* _Problem details_
Which real people, as opposed to characters in the film, does the piece on "Crossing Delancey" name? List all of them.

* _Selected text_
==========

For Izzy Grossman, being in a relationship would only be a complication. Between her job at a bookstore uptown in New York City, her close relationship with her grandma and her busy schedule, she’s happy and comfortable with her life.
But in “Crossing Delancey,” Joan Micklin Silver’s fantastic 1988 dramedy, Izzy’s Jewish grandma Ida pushes and pries Izzy about when she’ll settle down. Eventually, Ida decides to take matters into her own hands and hires a local matchmaker to find someone for Izzy to marry.
Adapted from a play by Susan Sandler, “Crossing Delancey” is the quintessential Jewish rom-com, a deeply textured and well-crafted movie that’s moving and charming in the same breath. Micklin Silver manages to comfortably capture 1980s New York, Jewish intelligentsia and a blooming romance, all with a sense of care that’s uncommon.
Part of the film’s strength comes from Amy Irving’s incredible performance as Izzy. Irving allows an engaging kind of indecision to define her character as she’s thrown into silly and complicated situations throughout the movie. Irving was nominated for a Golden Globe in the Best Actress in a Motion Picture – Comedy or Musical category for her performance.
Actress Jenny Slate once described Izzy as “a progressive, intelligent, Jewish New Yorker who was so bonded to her grandmother, but not necessarily to her cultural traditions.” So, while Izzy agrees to a meeting with the matchmaker, she doesn’t carry much interest in being set up with Sam Posner (Peter Riegert), a local Lower East Side pickle maker.

==========

* _Data excerpts_
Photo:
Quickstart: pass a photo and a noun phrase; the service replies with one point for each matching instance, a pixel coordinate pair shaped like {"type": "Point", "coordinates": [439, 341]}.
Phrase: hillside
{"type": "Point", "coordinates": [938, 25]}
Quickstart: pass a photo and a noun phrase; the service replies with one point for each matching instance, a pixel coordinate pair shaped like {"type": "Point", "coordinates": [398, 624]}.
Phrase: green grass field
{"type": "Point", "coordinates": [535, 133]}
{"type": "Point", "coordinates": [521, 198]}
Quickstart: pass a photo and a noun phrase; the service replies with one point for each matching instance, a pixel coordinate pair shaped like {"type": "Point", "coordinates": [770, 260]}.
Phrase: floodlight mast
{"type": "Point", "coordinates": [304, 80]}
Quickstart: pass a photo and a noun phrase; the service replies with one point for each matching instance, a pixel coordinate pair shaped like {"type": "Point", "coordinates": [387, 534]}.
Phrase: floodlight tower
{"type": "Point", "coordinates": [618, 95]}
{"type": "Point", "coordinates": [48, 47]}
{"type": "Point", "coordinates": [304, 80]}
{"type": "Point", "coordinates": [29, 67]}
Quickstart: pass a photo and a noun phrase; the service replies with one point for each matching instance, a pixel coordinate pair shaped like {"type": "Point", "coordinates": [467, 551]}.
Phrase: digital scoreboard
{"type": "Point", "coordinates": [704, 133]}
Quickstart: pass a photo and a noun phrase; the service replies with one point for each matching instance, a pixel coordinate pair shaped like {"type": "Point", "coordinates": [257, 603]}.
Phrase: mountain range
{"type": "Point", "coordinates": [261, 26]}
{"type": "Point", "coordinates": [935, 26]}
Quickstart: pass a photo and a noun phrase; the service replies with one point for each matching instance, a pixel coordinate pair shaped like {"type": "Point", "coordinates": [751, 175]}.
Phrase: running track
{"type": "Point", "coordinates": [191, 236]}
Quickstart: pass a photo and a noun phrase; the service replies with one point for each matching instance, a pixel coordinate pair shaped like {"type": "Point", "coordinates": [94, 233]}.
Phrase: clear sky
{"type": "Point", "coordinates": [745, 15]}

==========

* _Solution_
Joan Micklin Silver, Susan Sandler, Amy Irving, Jenny Slate, Peter Riegert